## TEXT PASSAGE:
____________________

Ok so you suggest reduce water change but what if parameter go high?

I will go check it and test water tonight

I'll keep you updated

thanks again!!


----------



## primetime3wise (Sep 28, 2003)

you could do well to search for some more info, here, and elsewhere on the web, about cycling tanks. you have a few options, like adding products from you lfs, or adding things from your older tank(s). the water chemistry forum here and the info. section are sources of good info. you should expect to have a high ammonia reading in the beginning, when a tank is just starting to cycle. i just think you are not giving it time to even start the process. if you do it "naturally", it may take days to weeks.

a great product i used with good results for my fry tanks, was "Tetra Safe Start". it's supposed to allow the immediate addition of fish. i used it on all 3 of my fry tanks and it worked great. i know because if it didn't work well all my fry would be dead w/in days.

anyone else able to chime in on this? agreed that if he is changing so much water he is not giving it time to cycle?


----------



## Vince302 (Sep 8, 2008)

Ok I will look at my LFS is they have it.









We could add a bit of gravel from the 110 since most of the plant are now in the 55.

I aslo have some Cycle don't know if its a good idea at this stade?


----------



## Vince302 (Sep 8, 2008)

We add a bit of gravel from the 110 , still got .50 ammonia so we made a couple of 20% water change with water from the 55 , ammonia was down to .25 or little less.

They are now swimming in group all facing in the same direction and start to react when I move fast in front of the tank









We only find a couples of dead for now ( like 5-6 per days) we still think they are to small to put in the 55 so we will wait a couples of days.


----------



## WillieWonka1 (Mar 20, 2006)

I really don't understand the rationale of using used water from an existing tank to "change" water in a tank. Everyone says there is no beneficial bacteria in the water....so why would anyone take_ dirty_ water from a tank to _clean_ the water in another tank.

When my reds started to breed, I was in the same position as you... not prepared at all. I just put them in a bare 20 gal with a new sponge filter... new treated water (prime) and doing a roughly 20-25% water change daily ( again fresh water from the tap treated with prime and kept at close to the same temp)...made sure the tank was kept clean from dead fish and garbage.....fed them either crushed flakes or liquid fry food until I got the bbs set up.

I probably got the best survival rate with this batch.... possibly because I spent more time with it... possibly because of the way I did it.. maybe a combination of both.

Just my opinion... but I think if you keep up with the water changes and keep the tank clean.. you should be fine.


----------



## Vince302 (Sep 8, 2008)

It's just because the 55 is ready with no ammonia, no nitrites and .5 nitrates , so I think it was better than tap water since we are running out of water conditionner ...

____________________

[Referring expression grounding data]

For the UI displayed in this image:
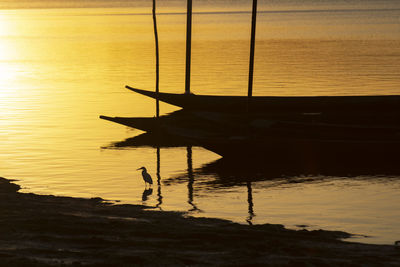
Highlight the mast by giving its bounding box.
[247,0,257,105]
[153,0,160,118]
[185,0,192,94]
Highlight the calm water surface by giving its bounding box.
[0,1,400,243]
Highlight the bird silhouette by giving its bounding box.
[137,167,153,186]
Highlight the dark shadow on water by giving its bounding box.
[246,182,256,225]
[195,153,400,187]
[142,188,153,202]
[186,146,201,212]
[156,147,163,210]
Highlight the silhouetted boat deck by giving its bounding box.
[126,86,400,113]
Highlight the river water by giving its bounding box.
[0,0,400,244]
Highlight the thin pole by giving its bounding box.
[247,0,257,105]
[153,0,160,118]
[185,0,192,94]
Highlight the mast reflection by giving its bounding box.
[156,147,163,210]
[246,181,256,225]
[186,146,201,212]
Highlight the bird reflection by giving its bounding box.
[156,147,163,210]
[186,146,201,212]
[142,188,153,202]
[246,181,256,225]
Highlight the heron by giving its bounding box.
[137,167,153,186]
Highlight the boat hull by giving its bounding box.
[126,86,400,113]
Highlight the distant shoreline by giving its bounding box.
[0,178,400,266]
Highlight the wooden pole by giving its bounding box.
[185,0,192,94]
[247,0,257,109]
[153,0,160,118]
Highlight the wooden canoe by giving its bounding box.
[126,86,400,113]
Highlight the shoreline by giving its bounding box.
[0,178,400,266]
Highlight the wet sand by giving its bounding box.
[0,178,400,266]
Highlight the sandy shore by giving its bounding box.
[0,178,400,266]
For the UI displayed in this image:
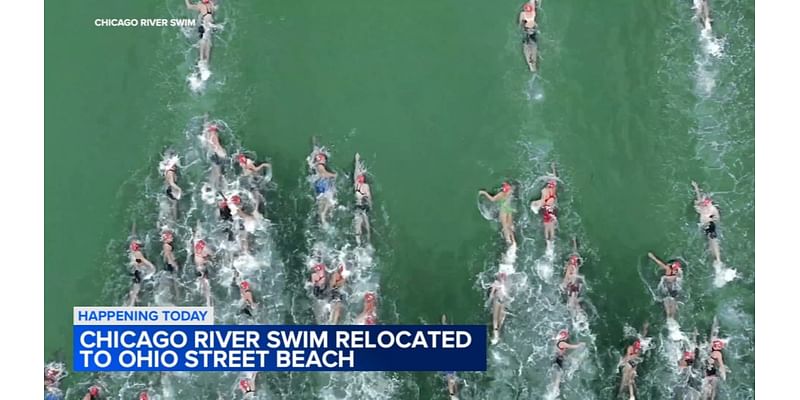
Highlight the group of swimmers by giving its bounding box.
[309,146,378,325]
[479,170,725,400]
[620,182,725,400]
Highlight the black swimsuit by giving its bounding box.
[553,340,567,369]
[704,221,717,239]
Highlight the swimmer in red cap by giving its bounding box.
[83,386,100,400]
[561,237,583,313]
[356,292,378,325]
[185,0,216,63]
[311,263,327,299]
[236,154,272,176]
[161,230,181,273]
[692,181,722,263]
[519,0,539,72]
[353,153,372,246]
[489,272,508,344]
[312,149,336,226]
[700,317,727,400]
[239,372,258,399]
[619,322,650,400]
[478,182,517,246]
[647,253,683,321]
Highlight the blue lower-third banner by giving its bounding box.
[73,325,486,371]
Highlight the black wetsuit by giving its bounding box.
[164,243,178,273]
[553,340,567,369]
[703,221,717,239]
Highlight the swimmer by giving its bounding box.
[239,372,258,399]
[239,281,256,317]
[164,157,183,203]
[553,329,584,387]
[311,263,326,299]
[618,322,649,400]
[314,152,336,226]
[353,153,372,246]
[44,362,67,396]
[678,329,700,369]
[161,231,181,273]
[692,181,722,263]
[531,163,558,214]
[236,154,272,176]
[519,0,539,72]
[694,0,711,31]
[700,317,726,400]
[647,253,683,320]
[489,272,508,344]
[203,122,228,190]
[83,386,100,400]
[478,182,517,246]
[328,264,346,325]
[185,0,216,63]
[356,292,378,325]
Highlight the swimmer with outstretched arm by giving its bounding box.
[478,182,517,246]
[313,151,336,226]
[618,322,650,400]
[518,0,539,72]
[353,153,372,245]
[489,272,508,344]
[700,317,726,400]
[553,329,585,387]
[647,253,683,320]
[185,0,216,63]
[692,181,722,263]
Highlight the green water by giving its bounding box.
[45,0,755,399]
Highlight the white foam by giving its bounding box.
[713,260,738,288]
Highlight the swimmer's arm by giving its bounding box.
[647,253,669,271]
[692,181,703,203]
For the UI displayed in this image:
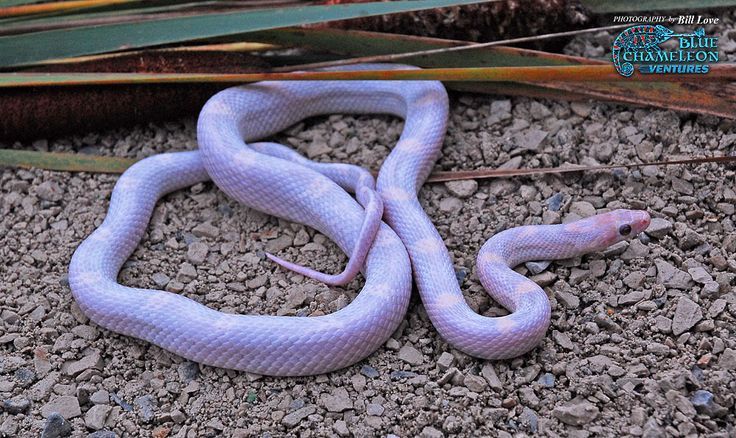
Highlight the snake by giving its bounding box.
[69,64,649,376]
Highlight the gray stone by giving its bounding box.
[463,374,488,393]
[84,405,112,430]
[0,397,31,415]
[365,403,386,417]
[654,260,692,290]
[133,394,156,423]
[644,217,672,239]
[321,388,353,412]
[89,389,110,405]
[36,181,64,202]
[524,260,552,275]
[192,222,220,238]
[480,362,503,391]
[445,179,478,198]
[360,365,380,379]
[281,405,317,428]
[419,426,445,438]
[41,395,82,420]
[718,348,736,370]
[552,398,600,426]
[690,389,728,418]
[672,297,703,336]
[41,412,72,438]
[399,344,424,365]
[437,351,455,371]
[187,242,210,265]
[687,266,713,284]
[440,197,463,213]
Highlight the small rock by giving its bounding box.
[360,365,380,379]
[672,297,703,336]
[0,397,31,415]
[41,412,72,438]
[151,272,171,288]
[36,181,64,202]
[524,260,552,275]
[654,259,692,290]
[538,373,555,388]
[644,217,672,239]
[321,388,353,412]
[192,222,220,238]
[177,360,199,383]
[281,405,317,427]
[399,344,424,365]
[687,266,713,284]
[445,179,478,198]
[440,196,463,213]
[332,420,350,437]
[365,403,386,417]
[133,395,155,423]
[437,351,455,371]
[718,348,736,370]
[41,395,82,420]
[690,389,728,418]
[84,405,112,430]
[552,330,575,350]
[187,242,210,265]
[463,374,488,393]
[480,362,503,391]
[419,426,445,438]
[680,229,705,251]
[552,398,600,426]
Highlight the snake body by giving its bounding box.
[69,66,649,375]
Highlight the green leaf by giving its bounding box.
[0,0,482,67]
[0,149,136,173]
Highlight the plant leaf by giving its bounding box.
[0,0,482,67]
[248,29,736,118]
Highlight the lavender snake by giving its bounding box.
[69,66,649,375]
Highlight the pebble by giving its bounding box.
[690,389,728,418]
[463,374,488,393]
[281,405,317,428]
[440,197,463,213]
[552,398,600,426]
[133,394,156,423]
[187,241,210,265]
[644,217,672,239]
[437,351,455,371]
[84,405,112,430]
[321,387,353,412]
[687,266,713,284]
[399,344,424,365]
[445,179,478,199]
[538,373,555,388]
[480,362,503,391]
[0,397,31,415]
[718,348,736,370]
[360,365,380,379]
[41,395,82,420]
[672,297,703,336]
[654,260,692,290]
[41,412,72,438]
[36,181,64,202]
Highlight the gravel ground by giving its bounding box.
[0,16,736,438]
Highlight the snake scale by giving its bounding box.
[69,65,649,375]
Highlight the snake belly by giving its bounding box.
[69,65,648,375]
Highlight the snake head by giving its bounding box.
[593,209,651,249]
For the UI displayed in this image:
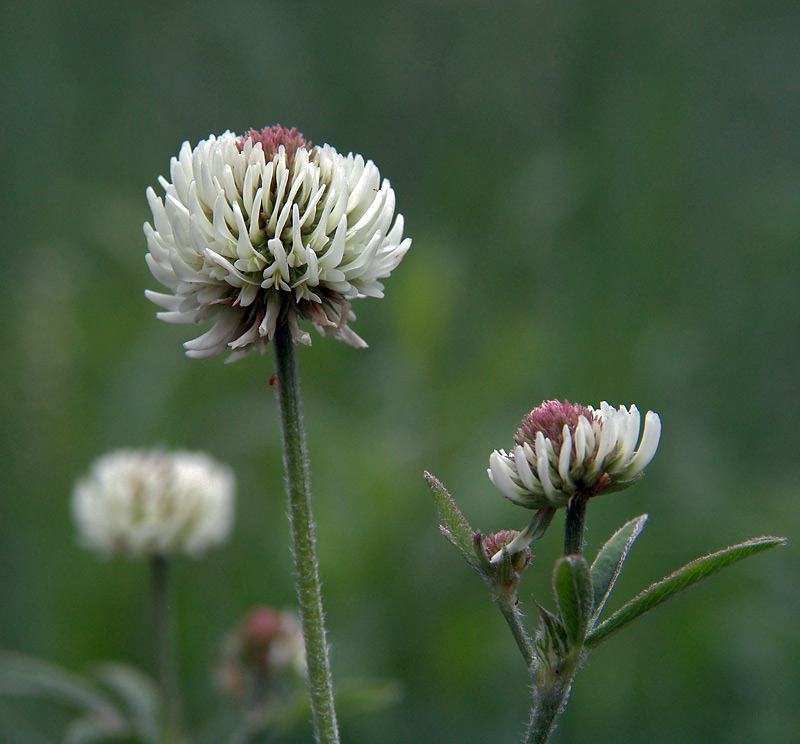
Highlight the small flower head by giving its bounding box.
[488,400,661,510]
[217,605,306,708]
[144,126,411,361]
[72,450,235,556]
[483,530,531,574]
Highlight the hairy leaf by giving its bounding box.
[590,514,647,625]
[553,555,592,646]
[585,537,786,647]
[425,471,477,565]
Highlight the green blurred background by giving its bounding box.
[0,0,800,744]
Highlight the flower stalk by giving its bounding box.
[524,660,580,744]
[274,323,339,744]
[151,554,184,744]
[564,493,589,555]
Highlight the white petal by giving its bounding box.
[625,411,661,478]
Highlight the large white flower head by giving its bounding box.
[488,400,661,553]
[144,126,411,361]
[72,450,235,557]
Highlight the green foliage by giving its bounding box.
[590,514,647,625]
[585,537,786,648]
[553,555,592,647]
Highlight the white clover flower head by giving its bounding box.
[488,400,661,509]
[144,125,411,361]
[72,450,235,557]
[488,400,661,563]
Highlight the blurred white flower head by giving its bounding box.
[488,400,661,562]
[72,450,235,557]
[144,126,411,361]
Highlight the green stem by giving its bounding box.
[564,492,589,555]
[524,664,578,744]
[151,555,183,744]
[274,323,339,744]
[494,592,536,672]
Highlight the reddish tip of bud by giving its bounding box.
[483,530,531,572]
[237,124,311,163]
[239,606,284,664]
[514,400,594,450]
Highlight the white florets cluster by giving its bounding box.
[488,400,661,563]
[144,126,411,361]
[488,400,661,509]
[72,450,235,556]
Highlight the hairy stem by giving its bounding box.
[494,592,536,672]
[274,323,339,744]
[564,492,589,555]
[523,668,577,744]
[151,555,184,744]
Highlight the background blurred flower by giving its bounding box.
[72,450,235,556]
[144,126,411,361]
[217,605,306,708]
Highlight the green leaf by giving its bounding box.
[0,651,120,720]
[585,537,786,647]
[425,470,478,567]
[94,662,160,744]
[553,555,592,647]
[589,514,647,625]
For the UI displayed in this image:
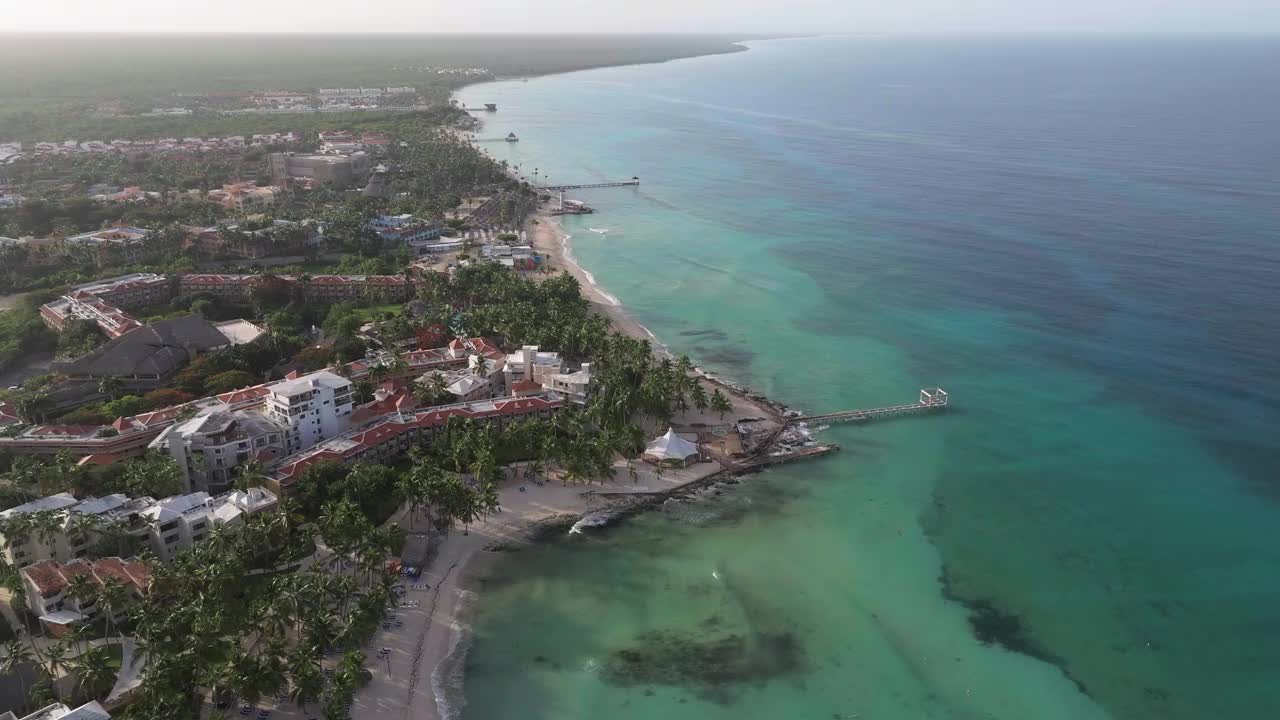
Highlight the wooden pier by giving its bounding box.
[787,387,948,424]
[534,178,640,192]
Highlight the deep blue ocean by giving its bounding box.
[458,37,1280,720]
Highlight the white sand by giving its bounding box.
[335,203,774,720]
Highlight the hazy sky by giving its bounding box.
[0,0,1280,33]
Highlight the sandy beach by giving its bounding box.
[335,203,778,720]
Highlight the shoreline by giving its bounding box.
[371,206,786,720]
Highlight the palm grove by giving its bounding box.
[0,256,730,720]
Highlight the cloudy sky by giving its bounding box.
[0,0,1280,33]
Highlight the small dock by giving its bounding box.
[787,387,950,424]
[534,178,640,192]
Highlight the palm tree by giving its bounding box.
[289,656,324,716]
[97,578,129,637]
[690,380,708,413]
[0,639,32,697]
[45,642,70,700]
[233,460,268,492]
[17,389,50,425]
[31,510,63,547]
[67,512,97,546]
[97,375,124,401]
[70,646,115,697]
[710,388,733,420]
[67,573,97,614]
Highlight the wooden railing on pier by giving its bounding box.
[788,387,948,423]
[534,178,640,192]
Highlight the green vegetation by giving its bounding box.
[0,294,58,373]
[0,35,740,141]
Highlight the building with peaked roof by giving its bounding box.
[148,405,289,495]
[369,214,444,246]
[503,345,564,386]
[541,363,591,405]
[19,557,151,635]
[178,273,413,304]
[0,701,111,720]
[0,488,275,569]
[52,315,249,391]
[266,370,355,455]
[641,428,701,468]
[0,492,150,568]
[271,392,564,497]
[40,273,173,337]
[141,488,276,562]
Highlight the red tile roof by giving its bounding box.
[22,557,151,597]
[22,560,67,597]
[218,384,271,405]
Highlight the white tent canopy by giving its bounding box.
[644,428,699,462]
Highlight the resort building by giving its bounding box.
[541,363,591,405]
[503,345,564,386]
[266,370,355,455]
[0,492,148,568]
[51,315,256,392]
[19,557,151,637]
[271,392,564,497]
[61,225,148,265]
[205,182,285,210]
[369,215,443,245]
[178,273,413,304]
[268,151,370,187]
[40,273,173,337]
[480,245,541,270]
[641,428,701,468]
[90,186,161,202]
[148,407,289,495]
[184,220,324,260]
[417,355,507,402]
[0,370,342,456]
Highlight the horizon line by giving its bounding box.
[0,28,1280,40]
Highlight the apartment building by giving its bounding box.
[268,151,371,187]
[417,355,507,402]
[541,363,591,405]
[19,557,151,635]
[178,273,413,304]
[0,492,150,568]
[271,392,566,497]
[148,406,291,495]
[0,488,276,569]
[40,273,173,337]
[205,182,284,210]
[369,214,444,245]
[141,488,276,562]
[0,701,111,720]
[503,345,564,387]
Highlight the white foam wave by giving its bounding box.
[568,510,621,536]
[559,228,622,307]
[431,591,479,720]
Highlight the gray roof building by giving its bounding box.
[54,315,233,380]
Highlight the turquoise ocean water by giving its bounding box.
[450,38,1280,720]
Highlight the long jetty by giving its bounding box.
[787,387,950,424]
[534,178,640,192]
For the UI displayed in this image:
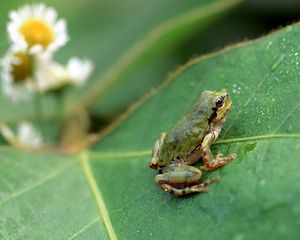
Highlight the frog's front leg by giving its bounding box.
[200,124,236,170]
[155,164,219,197]
[149,132,166,169]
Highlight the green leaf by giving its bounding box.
[0,148,108,239]
[89,24,300,239]
[0,21,300,239]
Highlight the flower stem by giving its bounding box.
[34,92,46,139]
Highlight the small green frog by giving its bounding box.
[150,89,236,196]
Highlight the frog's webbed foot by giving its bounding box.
[155,164,219,197]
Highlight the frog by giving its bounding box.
[149,89,236,197]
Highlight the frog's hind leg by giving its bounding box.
[155,164,219,197]
[200,124,236,170]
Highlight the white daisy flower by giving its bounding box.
[7,4,68,56]
[37,58,94,92]
[0,121,43,149]
[1,50,34,102]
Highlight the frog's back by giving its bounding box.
[160,91,214,161]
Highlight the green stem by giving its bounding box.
[34,92,46,139]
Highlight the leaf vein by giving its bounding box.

____________________

## PROBLEM TO SOLVE:
Write the next part of the forum thread about cycling a new tank for fish fry, picking up where it stops.

## YOUR RESPONSE:
And also it prepare the baby's for her new environment.

We put  a dozen  in the 55 just to see , and they are doing fine swimming all around , so I think we are ready for the transfer.


----------



## Tensa (Jul 28, 2008)

WillieWonka1 said:


> *I really don't understand the rationale of using used water from an existing tank to "change" water in a tank. Everyone says there is no beneficial bacteria in the water....so why would anyone take dirty water from a tank to clean the water in another tank. *
> 
> When my reds started to breed, I was in the same position as you... not prepared at all. I just put them in a bare 20 gal with a new sponge filter... new treated water (prime) and doing a roughly 20-25% water change daily ( again fresh water from the tap treated with prime and kept at close to the same temp)...made sure the tank was kept clean from dead fish and garbage.....fed them either crushed flakes or liquid fry food until I got the bbs set up.
> 
> ...


once again i didnt follow this whole thread but to answer the comment in bold the reason they use the water from the parent tank is to prevent shock to the fish/possible loss of all fry. its more then the water just being dechlorinated the parent tank is at a certain ph and hardness which affects the health of a fish. depending on the water parameters not just nitrates and nitrites and ammonia i mean ph and hardness and all that other jazz as well it could be equal to taking a saltwater fish and putting it in freshwater or vice versa. if a fish is acustomed to certain water conditions it may be difficult for them to adjust especially at such a young age. larger/older fish have a easier time adjusting to change in water conditions.


----------



## Vince302 (Sep 8, 2008)

The water change was made with the water from their future tank (55) not the 110 (parent) , both are cycled but 110 had more pollution...

We transfer all fry today (day 10 ) and look like a good move because we lost a couple last night (not shure how much),this morning nothing was swimming in the 10 gal , only laying down on the groung and after the transfer to the 55 all are swimming good and eat little white worm on the glass!!!

I'm not so disapointed with the lost , still have 100-150 baby's in the 55 in good looking condition!!

I will try some pic tonight!


----------



## WillieWonka1 (Mar 20, 2006)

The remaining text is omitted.